Problem ::
Search the material for "positive" and show all lines that contain it.

---------- Information supplied ----------

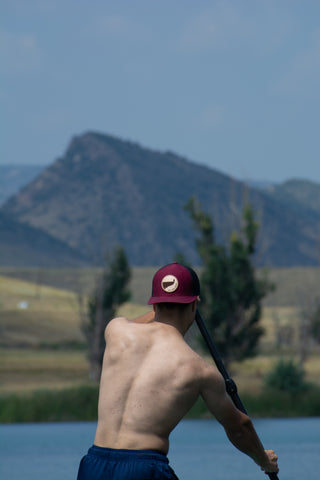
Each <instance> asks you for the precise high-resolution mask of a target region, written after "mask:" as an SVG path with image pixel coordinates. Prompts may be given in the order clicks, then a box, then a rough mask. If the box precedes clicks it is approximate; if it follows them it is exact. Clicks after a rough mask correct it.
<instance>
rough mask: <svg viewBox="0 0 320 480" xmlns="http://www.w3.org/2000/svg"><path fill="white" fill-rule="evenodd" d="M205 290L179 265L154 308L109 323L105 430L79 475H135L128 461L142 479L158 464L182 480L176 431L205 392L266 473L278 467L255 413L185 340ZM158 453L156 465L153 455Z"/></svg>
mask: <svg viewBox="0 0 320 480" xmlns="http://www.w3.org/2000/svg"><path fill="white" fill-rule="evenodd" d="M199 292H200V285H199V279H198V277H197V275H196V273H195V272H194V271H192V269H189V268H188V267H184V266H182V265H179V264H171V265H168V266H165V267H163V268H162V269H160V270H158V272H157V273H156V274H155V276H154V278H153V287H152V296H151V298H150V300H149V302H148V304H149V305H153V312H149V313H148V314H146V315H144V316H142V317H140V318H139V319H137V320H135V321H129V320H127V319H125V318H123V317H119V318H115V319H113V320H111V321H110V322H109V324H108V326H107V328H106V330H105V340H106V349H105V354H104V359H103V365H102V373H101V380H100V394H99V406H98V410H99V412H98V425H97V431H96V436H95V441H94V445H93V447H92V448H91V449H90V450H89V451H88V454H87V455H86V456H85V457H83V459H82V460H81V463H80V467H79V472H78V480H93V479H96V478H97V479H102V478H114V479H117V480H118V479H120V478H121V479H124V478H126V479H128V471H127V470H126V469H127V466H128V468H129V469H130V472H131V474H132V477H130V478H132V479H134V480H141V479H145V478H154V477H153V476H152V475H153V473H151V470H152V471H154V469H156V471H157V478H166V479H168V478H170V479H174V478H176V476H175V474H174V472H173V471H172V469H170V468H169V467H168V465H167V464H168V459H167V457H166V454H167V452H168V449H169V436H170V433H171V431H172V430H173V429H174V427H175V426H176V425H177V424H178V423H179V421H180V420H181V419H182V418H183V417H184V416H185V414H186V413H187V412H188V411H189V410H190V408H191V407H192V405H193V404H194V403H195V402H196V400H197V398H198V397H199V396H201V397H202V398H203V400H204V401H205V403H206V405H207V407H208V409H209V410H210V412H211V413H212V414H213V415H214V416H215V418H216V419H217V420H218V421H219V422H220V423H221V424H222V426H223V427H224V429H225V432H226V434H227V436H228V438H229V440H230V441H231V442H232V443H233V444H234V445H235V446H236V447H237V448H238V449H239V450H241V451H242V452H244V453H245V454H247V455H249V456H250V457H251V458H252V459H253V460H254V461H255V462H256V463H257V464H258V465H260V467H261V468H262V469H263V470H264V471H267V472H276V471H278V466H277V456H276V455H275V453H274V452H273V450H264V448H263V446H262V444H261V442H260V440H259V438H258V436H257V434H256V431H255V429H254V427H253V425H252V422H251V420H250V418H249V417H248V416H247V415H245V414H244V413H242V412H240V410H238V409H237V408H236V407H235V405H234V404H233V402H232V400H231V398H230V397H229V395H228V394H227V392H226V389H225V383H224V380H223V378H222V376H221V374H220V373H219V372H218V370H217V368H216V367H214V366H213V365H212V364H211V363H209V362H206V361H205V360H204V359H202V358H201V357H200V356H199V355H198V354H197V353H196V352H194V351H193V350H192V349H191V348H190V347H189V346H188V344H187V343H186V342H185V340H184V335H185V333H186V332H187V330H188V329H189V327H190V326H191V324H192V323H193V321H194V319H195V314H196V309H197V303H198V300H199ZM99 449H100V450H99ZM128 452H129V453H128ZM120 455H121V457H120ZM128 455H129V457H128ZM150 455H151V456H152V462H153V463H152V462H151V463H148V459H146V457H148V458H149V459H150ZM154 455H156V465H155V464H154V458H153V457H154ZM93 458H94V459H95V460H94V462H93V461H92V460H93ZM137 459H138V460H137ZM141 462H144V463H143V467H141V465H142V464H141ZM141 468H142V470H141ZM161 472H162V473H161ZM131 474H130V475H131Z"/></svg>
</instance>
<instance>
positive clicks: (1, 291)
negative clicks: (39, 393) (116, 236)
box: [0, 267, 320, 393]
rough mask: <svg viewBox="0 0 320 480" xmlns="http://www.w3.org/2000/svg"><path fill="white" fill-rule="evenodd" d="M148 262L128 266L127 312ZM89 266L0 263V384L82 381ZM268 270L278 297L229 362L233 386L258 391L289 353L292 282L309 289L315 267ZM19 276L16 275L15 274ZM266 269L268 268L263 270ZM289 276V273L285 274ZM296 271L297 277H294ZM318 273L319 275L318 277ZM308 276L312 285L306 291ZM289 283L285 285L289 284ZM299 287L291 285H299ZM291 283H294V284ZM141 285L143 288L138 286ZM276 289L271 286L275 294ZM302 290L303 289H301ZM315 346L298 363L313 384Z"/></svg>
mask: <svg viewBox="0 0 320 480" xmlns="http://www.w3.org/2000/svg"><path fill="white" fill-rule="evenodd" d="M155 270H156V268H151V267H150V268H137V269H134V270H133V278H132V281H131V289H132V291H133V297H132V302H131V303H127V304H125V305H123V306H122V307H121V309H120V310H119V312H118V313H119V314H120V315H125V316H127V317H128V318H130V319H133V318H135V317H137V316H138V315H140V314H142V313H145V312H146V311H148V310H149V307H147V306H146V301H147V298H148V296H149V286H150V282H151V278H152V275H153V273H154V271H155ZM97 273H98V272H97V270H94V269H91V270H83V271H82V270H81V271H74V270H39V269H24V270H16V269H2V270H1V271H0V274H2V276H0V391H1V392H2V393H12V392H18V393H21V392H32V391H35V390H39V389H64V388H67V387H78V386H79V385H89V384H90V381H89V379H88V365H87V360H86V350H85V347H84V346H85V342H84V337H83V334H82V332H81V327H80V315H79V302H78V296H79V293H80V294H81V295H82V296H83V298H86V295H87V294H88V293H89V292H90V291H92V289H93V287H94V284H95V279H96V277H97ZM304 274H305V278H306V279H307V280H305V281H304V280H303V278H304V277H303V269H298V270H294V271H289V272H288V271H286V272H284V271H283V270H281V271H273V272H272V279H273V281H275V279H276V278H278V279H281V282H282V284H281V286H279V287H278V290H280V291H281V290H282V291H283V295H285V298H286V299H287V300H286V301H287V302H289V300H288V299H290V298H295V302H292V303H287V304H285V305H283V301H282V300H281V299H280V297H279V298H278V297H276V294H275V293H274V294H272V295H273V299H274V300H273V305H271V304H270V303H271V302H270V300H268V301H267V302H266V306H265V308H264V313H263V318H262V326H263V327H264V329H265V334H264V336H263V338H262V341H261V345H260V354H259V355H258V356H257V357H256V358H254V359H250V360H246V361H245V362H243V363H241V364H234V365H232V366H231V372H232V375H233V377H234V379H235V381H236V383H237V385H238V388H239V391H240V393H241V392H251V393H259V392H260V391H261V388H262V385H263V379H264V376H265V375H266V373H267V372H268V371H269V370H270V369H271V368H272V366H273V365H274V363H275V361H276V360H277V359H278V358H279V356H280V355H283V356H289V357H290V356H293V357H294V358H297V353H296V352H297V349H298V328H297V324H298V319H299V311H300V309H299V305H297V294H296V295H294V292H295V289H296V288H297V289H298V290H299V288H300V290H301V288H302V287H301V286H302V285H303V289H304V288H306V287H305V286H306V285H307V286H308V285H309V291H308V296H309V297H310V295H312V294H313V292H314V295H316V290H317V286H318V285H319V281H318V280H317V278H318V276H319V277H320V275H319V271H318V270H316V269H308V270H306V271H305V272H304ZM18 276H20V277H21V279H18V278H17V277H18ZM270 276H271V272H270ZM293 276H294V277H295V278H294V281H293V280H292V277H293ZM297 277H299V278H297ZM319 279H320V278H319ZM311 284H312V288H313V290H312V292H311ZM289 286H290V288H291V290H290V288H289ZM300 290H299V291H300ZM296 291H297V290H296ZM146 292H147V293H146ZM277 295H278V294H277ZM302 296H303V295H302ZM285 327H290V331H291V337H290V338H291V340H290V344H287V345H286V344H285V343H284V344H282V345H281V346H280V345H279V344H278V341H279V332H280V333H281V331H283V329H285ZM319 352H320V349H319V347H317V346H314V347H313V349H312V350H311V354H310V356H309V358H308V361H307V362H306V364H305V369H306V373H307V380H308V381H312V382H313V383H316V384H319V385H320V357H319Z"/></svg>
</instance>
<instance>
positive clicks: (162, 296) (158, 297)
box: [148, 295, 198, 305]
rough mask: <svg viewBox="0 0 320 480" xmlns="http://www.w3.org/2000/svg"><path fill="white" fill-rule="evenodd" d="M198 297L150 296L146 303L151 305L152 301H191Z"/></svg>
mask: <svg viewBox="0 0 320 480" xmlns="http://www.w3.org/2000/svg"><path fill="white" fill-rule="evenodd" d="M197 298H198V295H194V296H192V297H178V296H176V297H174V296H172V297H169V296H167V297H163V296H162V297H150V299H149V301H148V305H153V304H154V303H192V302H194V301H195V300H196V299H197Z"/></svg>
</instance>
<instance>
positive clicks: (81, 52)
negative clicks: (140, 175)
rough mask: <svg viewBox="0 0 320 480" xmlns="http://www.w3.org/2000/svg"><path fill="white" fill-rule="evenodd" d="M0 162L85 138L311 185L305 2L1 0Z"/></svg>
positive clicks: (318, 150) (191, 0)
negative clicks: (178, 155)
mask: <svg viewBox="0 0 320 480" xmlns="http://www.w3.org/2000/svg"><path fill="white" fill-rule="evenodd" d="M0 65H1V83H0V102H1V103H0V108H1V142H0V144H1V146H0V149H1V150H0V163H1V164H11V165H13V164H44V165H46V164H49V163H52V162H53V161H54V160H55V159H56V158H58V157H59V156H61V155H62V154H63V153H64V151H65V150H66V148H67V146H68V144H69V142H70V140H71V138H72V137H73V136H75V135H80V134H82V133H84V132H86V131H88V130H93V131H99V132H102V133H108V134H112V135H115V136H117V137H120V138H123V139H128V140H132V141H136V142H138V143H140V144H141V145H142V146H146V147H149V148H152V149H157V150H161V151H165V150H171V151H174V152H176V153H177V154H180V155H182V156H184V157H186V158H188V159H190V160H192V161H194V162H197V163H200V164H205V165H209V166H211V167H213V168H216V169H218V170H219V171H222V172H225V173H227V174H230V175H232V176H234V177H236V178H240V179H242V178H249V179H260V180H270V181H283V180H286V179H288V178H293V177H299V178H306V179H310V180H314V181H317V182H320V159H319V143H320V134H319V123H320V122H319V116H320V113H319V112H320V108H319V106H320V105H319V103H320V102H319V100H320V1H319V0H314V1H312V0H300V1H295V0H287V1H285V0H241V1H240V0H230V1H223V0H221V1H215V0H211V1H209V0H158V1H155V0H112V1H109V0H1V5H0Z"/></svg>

----------

Result of the task ::
positive clicks: (1, 291)
positive clicks: (162, 296) (158, 297)
positive clicks: (81, 52)
positive clicks: (318, 150) (191, 0)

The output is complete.